Stated problem:
Filter the data below to every line that contains the string "road", treating uppercase and lowercase as distinct, and copy those lines.
━━━ Data records ━━━
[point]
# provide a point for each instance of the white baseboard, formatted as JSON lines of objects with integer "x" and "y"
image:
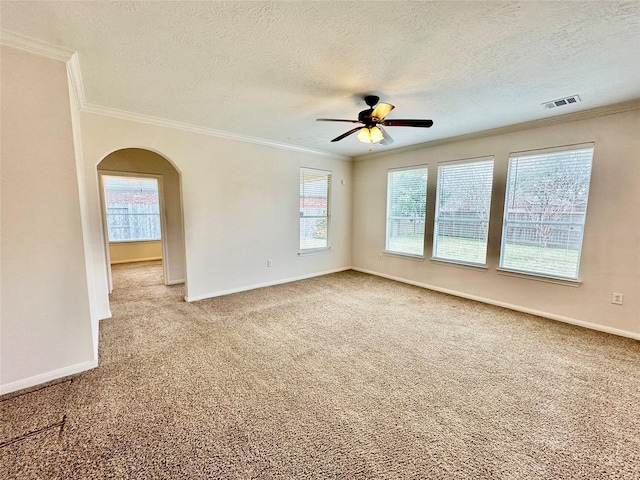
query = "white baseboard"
{"x": 262, "y": 285}
{"x": 510, "y": 306}
{"x": 47, "y": 376}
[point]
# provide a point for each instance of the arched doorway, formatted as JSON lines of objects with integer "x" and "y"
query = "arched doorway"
{"x": 147, "y": 166}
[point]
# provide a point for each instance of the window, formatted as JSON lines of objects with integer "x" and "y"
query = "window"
{"x": 545, "y": 209}
{"x": 406, "y": 205}
{"x": 133, "y": 212}
{"x": 315, "y": 186}
{"x": 462, "y": 211}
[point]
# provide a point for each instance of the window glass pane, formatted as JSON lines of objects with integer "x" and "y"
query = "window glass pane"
{"x": 406, "y": 206}
{"x": 133, "y": 211}
{"x": 315, "y": 186}
{"x": 462, "y": 211}
{"x": 546, "y": 205}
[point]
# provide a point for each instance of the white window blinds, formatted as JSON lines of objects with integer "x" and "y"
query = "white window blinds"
{"x": 462, "y": 211}
{"x": 133, "y": 212}
{"x": 315, "y": 188}
{"x": 406, "y": 206}
{"x": 545, "y": 210}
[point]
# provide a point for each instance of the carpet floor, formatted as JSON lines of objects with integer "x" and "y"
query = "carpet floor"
{"x": 344, "y": 376}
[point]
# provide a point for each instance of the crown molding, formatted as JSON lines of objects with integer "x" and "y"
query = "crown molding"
{"x": 543, "y": 122}
{"x": 75, "y": 79}
{"x": 74, "y": 73}
{"x": 22, "y": 42}
{"x": 188, "y": 127}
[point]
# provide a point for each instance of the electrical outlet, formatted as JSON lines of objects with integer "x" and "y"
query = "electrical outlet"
{"x": 617, "y": 298}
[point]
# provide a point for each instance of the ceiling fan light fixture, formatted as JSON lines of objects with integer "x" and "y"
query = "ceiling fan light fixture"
{"x": 370, "y": 135}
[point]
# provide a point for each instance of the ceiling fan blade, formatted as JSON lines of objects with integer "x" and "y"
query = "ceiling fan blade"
{"x": 407, "y": 123}
{"x": 382, "y": 110}
{"x": 336, "y": 120}
{"x": 386, "y": 138}
{"x": 347, "y": 134}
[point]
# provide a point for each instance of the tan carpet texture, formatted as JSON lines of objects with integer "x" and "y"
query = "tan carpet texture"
{"x": 345, "y": 376}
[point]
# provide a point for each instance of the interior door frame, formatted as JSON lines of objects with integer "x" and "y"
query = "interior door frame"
{"x": 163, "y": 221}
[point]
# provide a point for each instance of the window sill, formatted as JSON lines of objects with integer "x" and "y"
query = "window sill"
{"x": 455, "y": 263}
{"x": 121, "y": 242}
{"x": 313, "y": 251}
{"x": 408, "y": 256}
{"x": 540, "y": 278}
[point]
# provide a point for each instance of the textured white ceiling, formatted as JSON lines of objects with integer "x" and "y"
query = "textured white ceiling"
{"x": 269, "y": 69}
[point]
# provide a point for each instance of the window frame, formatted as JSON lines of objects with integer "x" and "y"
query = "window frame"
{"x": 326, "y": 216}
{"x": 441, "y": 167}
{"x": 545, "y": 276}
{"x": 104, "y": 174}
{"x": 391, "y": 171}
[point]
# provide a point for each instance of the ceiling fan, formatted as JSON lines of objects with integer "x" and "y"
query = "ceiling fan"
{"x": 373, "y": 123}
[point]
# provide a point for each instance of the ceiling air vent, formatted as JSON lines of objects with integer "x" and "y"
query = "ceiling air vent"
{"x": 562, "y": 101}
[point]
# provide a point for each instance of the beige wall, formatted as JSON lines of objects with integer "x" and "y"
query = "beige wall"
{"x": 136, "y": 160}
{"x": 240, "y": 203}
{"x": 45, "y": 321}
{"x": 611, "y": 250}
{"x": 126, "y": 252}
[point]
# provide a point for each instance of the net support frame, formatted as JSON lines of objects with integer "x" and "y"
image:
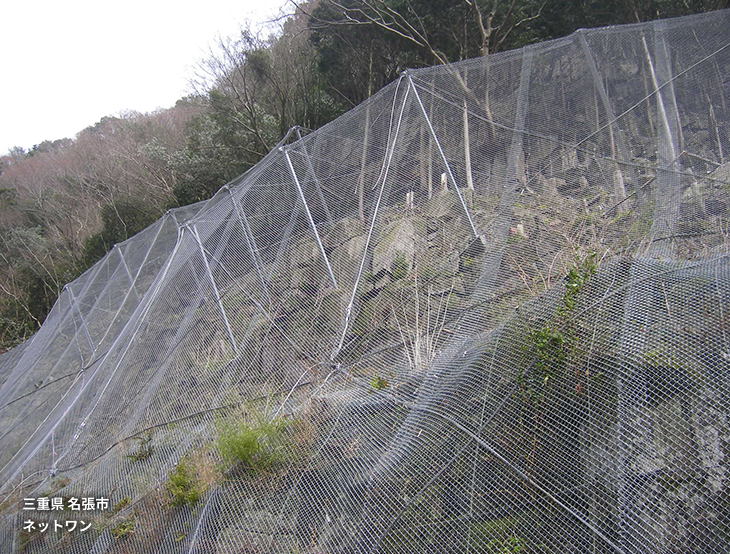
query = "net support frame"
{"x": 412, "y": 85}
{"x": 310, "y": 168}
{"x": 371, "y": 230}
{"x": 126, "y": 269}
{"x": 214, "y": 286}
{"x": 285, "y": 150}
{"x": 250, "y": 245}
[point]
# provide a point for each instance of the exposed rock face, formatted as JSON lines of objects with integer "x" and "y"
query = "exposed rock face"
{"x": 397, "y": 246}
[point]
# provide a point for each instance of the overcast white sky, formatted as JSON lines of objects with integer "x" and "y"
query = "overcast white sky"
{"x": 65, "y": 65}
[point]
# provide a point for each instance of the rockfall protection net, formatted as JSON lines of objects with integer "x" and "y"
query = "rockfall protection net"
{"x": 484, "y": 311}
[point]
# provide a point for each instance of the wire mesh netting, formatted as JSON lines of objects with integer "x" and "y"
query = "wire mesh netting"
{"x": 484, "y": 311}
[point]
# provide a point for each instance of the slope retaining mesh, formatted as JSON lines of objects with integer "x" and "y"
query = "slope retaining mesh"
{"x": 484, "y": 311}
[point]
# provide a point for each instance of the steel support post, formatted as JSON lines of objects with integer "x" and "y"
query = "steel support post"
{"x": 310, "y": 168}
{"x": 250, "y": 245}
{"x": 373, "y": 220}
{"x": 443, "y": 156}
{"x": 81, "y": 316}
{"x": 668, "y": 190}
{"x": 215, "y": 288}
{"x": 126, "y": 268}
{"x": 618, "y": 133}
{"x": 320, "y": 246}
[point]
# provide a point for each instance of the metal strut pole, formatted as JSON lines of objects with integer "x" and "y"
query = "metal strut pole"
{"x": 126, "y": 268}
{"x": 83, "y": 323}
{"x": 310, "y": 167}
{"x": 215, "y": 289}
{"x": 390, "y": 149}
{"x": 443, "y": 157}
{"x": 285, "y": 151}
{"x": 250, "y": 244}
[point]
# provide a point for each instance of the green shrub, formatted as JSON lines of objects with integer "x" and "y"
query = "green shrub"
{"x": 182, "y": 485}
{"x": 252, "y": 446}
{"x": 124, "y": 527}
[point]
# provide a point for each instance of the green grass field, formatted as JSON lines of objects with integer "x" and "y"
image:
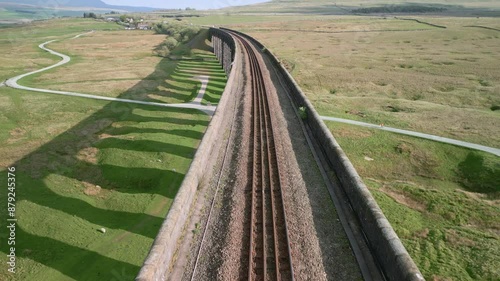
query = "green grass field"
{"x": 82, "y": 165}
{"x": 443, "y": 201}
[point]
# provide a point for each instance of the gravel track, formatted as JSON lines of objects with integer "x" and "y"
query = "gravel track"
{"x": 320, "y": 248}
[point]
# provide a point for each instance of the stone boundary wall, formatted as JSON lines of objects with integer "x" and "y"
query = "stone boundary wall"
{"x": 386, "y": 246}
{"x": 160, "y": 257}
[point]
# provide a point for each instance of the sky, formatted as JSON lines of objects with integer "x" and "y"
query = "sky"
{"x": 176, "y": 4}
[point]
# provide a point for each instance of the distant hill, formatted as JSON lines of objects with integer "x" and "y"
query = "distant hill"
{"x": 76, "y": 3}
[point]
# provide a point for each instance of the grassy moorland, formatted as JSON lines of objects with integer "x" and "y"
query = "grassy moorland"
{"x": 443, "y": 201}
{"x": 105, "y": 73}
{"x": 82, "y": 165}
{"x": 396, "y": 72}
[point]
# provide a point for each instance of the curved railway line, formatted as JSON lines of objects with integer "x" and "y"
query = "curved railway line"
{"x": 269, "y": 251}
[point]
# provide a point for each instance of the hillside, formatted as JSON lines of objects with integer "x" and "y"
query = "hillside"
{"x": 72, "y": 3}
{"x": 326, "y": 7}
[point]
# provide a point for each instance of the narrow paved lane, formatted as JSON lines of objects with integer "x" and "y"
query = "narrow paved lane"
{"x": 13, "y": 82}
{"x": 488, "y": 149}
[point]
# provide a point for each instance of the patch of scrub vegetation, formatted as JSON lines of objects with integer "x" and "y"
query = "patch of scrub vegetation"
{"x": 442, "y": 200}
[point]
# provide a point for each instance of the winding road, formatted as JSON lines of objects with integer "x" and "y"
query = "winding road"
{"x": 13, "y": 83}
{"x": 210, "y": 110}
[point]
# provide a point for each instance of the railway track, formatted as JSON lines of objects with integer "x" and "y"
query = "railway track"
{"x": 269, "y": 253}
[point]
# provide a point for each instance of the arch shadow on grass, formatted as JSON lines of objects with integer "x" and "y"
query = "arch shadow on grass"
{"x": 119, "y": 168}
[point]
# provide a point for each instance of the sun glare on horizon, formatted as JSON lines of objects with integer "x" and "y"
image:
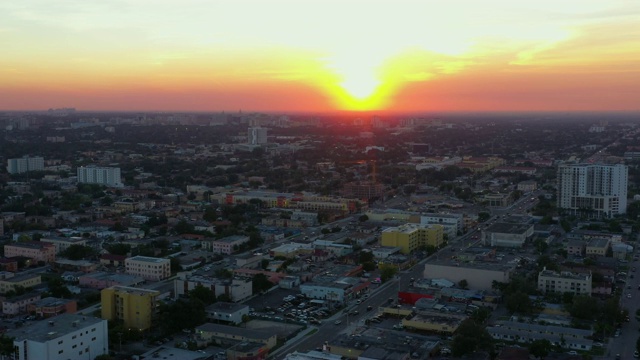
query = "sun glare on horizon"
{"x": 356, "y": 55}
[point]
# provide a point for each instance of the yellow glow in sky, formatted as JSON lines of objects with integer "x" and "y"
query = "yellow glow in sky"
{"x": 317, "y": 55}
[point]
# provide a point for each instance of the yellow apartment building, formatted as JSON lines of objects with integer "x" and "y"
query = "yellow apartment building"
{"x": 25, "y": 281}
{"x": 410, "y": 237}
{"x": 134, "y": 306}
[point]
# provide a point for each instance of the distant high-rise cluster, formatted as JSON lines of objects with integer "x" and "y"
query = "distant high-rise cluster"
{"x": 257, "y": 136}
{"x": 25, "y": 164}
{"x": 109, "y": 176}
{"x": 592, "y": 190}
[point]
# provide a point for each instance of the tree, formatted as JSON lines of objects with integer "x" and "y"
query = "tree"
{"x": 518, "y": 302}
{"x": 175, "y": 264}
{"x": 463, "y": 283}
{"x": 540, "y": 348}
{"x": 181, "y": 314}
{"x": 260, "y": 283}
{"x": 387, "y": 273}
{"x": 471, "y": 337}
{"x": 584, "y": 307}
{"x": 6, "y": 345}
{"x": 483, "y": 216}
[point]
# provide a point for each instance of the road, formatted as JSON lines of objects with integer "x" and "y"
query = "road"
{"x": 377, "y": 297}
{"x": 625, "y": 343}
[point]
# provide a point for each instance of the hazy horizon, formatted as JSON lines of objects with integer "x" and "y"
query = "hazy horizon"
{"x": 319, "y": 56}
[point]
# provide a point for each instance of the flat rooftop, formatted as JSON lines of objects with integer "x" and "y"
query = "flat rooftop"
{"x": 509, "y": 228}
{"x": 53, "y": 328}
{"x": 147, "y": 259}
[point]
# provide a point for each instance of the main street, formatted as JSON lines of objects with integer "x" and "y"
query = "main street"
{"x": 377, "y": 297}
{"x": 625, "y": 344}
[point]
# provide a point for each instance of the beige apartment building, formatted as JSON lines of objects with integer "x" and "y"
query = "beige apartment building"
{"x": 148, "y": 268}
{"x": 565, "y": 281}
{"x": 62, "y": 243}
{"x": 36, "y": 250}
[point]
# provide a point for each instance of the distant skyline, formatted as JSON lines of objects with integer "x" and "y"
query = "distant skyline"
{"x": 307, "y": 55}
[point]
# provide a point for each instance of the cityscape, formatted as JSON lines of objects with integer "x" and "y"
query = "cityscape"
{"x": 300, "y": 236}
{"x": 319, "y": 180}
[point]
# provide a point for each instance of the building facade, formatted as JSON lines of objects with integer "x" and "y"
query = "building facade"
{"x": 35, "y": 250}
{"x": 235, "y": 289}
{"x": 10, "y": 283}
{"x": 25, "y": 164}
{"x": 410, "y": 237}
{"x": 148, "y": 268}
{"x": 592, "y": 190}
{"x": 62, "y": 243}
{"x": 257, "y": 136}
{"x": 67, "y": 336}
{"x": 552, "y": 281}
{"x": 109, "y": 176}
{"x": 134, "y": 306}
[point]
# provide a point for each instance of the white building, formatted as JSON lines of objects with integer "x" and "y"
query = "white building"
{"x": 109, "y": 176}
{"x": 63, "y": 243}
{"x": 236, "y": 289}
{"x": 593, "y": 190}
{"x": 227, "y": 312}
{"x": 551, "y": 281}
{"x": 148, "y": 268}
{"x": 24, "y": 164}
{"x": 506, "y": 234}
{"x": 257, "y": 136}
{"x": 66, "y": 336}
{"x": 452, "y": 223}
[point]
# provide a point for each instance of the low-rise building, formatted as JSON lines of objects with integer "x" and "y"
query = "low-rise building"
{"x": 136, "y": 307}
{"x": 63, "y": 243}
{"x": 24, "y": 281}
{"x": 67, "y": 336}
{"x": 36, "y": 250}
{"x": 225, "y": 312}
{"x": 523, "y": 332}
{"x": 452, "y": 223}
{"x": 225, "y": 334}
{"x": 507, "y": 234}
{"x": 565, "y": 281}
{"x": 149, "y": 268}
{"x": 436, "y": 322}
{"x": 227, "y": 245}
{"x": 411, "y": 237}
{"x": 102, "y": 280}
{"x": 51, "y": 306}
{"x": 236, "y": 289}
{"x": 18, "y": 304}
{"x": 597, "y": 247}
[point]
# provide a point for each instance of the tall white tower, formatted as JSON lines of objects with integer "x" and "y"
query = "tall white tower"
{"x": 257, "y": 136}
{"x": 594, "y": 190}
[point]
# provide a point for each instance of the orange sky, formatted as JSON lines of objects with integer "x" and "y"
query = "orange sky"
{"x": 307, "y": 55}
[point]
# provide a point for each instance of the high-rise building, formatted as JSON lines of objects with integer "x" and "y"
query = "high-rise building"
{"x": 24, "y": 164}
{"x": 109, "y": 176}
{"x": 593, "y": 190}
{"x": 257, "y": 136}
━━━
Result of this exercise:
# provide a point for each instance of the winding road, formatted as JSON lines of objects with integer "x" and "y"
query = "winding road"
# provide a point for each instance of the road, formatted as JSON lines of objects with integer "x" and "y"
query = "road"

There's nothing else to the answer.